● **Document text**
Allocate a historical excess burden over a portfolio and optionally model uncertainty around that burden.
allocate_excess_loss() is the core allocation step in the excess-loss
workflow. It starts from a deterministic excess amount, usually
excess_claim_amount produced by calculate_excess_loss(), and converts it
into two row-level quantities: allocated_excess_loss, the allocated excess
burden in absolute monetary terms, and allocated_loading, the excess loading
per unit of weight.
pooling controls how much excess risk is shared between groups:
"portfolio"All included rows share one portfolio-wide excess loading: total excess divided by total weight.
"group"Each group carries only its own excess burden. This is responsive to group experience, but can be volatile for sparse large-loss data.
"partial"Blend the group-specific loading with the portfolio loading using credibility. This is useful when some groups have enough large-loss experience to be partly credible while smaller groups should pool back toward the portfolio.
When pooling = "partial" and credibility = NULL, credibility is estimated
per group from a weighted combination of group exposure share, number of
claims, number of excess claims, and the share of loss above the threshold.
Groups with more stable and repeated excess loss experience receive more
credibility. Groups with limited or incidental excess loss experience are
pooled more strongly towards the portfolio-wide loading.
severity_noise is only available with method = "bootstrap". With
"lognormal", sampled excess claims are multiplied by lognormal noise, which
is usually more natural for large claims because claim amounts remain
positive and variation is multiplicative. severity_noise_sd = 0.25 is a
practical starting point; 0.10 gives limited variation and 0.50 strong
variation.
Arguments
- data
A
data.frame, typically the output ofcalculate_excess_loss().- excess_amount
Character string. Excess amount column.
- weight
Character string. Allocation weight column, usually exposure.

● **Exercise tasks**
• a. Decide whether each statement agrees with the allocate_excess_loss() documentation, answering yes or no and quoting the words that settle it: (i) With pooling set to "group", each group carries only its own excess burden. (ii) severity_noise can be used with any method. (iii) A severity_noise_sd of 0.10 gives strong variation.
• b. Please reproduce everything in the allocate_excess_loss() documentation from "pooling controls how" down to "above the threshold.", word for word.
• c. Turn the paragraph in the allocate_excess_loss() documentation that opens with When pooling = "partial" and credibility = NULL into a short bulleted list that keeps its main facts.

(Records from a dataset)
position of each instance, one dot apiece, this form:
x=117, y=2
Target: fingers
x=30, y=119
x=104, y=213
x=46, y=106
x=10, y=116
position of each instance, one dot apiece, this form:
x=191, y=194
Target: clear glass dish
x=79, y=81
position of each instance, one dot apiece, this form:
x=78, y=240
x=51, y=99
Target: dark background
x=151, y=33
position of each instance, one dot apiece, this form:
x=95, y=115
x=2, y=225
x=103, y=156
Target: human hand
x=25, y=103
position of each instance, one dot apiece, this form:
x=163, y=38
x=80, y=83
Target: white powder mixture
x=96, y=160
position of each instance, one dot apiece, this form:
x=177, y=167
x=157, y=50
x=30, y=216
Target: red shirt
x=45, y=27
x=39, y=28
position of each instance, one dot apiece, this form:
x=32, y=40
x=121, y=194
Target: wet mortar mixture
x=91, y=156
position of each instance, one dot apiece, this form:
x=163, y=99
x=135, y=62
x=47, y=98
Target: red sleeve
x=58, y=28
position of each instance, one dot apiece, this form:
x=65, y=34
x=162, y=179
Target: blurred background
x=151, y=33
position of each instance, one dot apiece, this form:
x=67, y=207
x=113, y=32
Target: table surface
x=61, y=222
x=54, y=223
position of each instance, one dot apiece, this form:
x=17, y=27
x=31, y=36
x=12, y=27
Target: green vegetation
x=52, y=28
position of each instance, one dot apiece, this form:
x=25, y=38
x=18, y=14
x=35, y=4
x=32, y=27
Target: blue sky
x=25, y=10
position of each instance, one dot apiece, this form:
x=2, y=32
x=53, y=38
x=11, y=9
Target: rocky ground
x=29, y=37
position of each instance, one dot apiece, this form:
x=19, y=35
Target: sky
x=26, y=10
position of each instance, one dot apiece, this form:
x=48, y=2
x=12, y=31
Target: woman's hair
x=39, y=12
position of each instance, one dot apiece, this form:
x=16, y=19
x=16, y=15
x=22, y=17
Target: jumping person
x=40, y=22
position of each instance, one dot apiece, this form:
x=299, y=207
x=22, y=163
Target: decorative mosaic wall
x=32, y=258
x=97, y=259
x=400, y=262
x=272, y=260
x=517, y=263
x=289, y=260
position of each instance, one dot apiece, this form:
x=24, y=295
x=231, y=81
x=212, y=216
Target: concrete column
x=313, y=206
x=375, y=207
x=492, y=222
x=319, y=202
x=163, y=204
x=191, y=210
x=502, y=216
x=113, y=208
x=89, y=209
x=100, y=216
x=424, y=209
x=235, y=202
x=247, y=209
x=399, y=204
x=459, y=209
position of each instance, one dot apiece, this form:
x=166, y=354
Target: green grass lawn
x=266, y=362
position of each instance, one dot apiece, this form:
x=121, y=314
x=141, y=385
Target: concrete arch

● **Complete answers**
• a.
(i) Yes: "Each group carries only its own excess burden."
(ii) No: "severity_noise is only available with method = "bootstrap"."
(iii) No: "0.10 gives limited variation and 0.50 strong variation."

• b.
pooling controls how much excess risk is shared between groups:
"portfolio"All included rows share one portfolio-wide excess loading: total excess divided by total weight.
"group"Each group carries only its own excess burden. This is responsive to group experience, but can be volatile for sparse large-loss data.
"partial"Blend the group-specific loading with the portfolio loading using credibility. This is useful when some groups have enough large-loss experience to be partly credible while smaller groups should pool back toward the portfolio.
When pooling = "partial" and credibility = NULL, credibility is estimated
per group from a weighted combination of group exposure share, number of
claims, number of excess claims, and the share of loss above the threshold.

• c.
- Applies when pooling = "partial" and credibility = NULL.
- Credibility is estimated for each group from a weighted combination of:
  - group exposure share
  - number of claims
  - number of excess claims
  - share of loss above the threshold
- Groups with more stable and repeated excess loss experience receive more credibility.
- Groups with limited or incidental excess loss experience are pooled more strongly toward the portfolio-wide loading.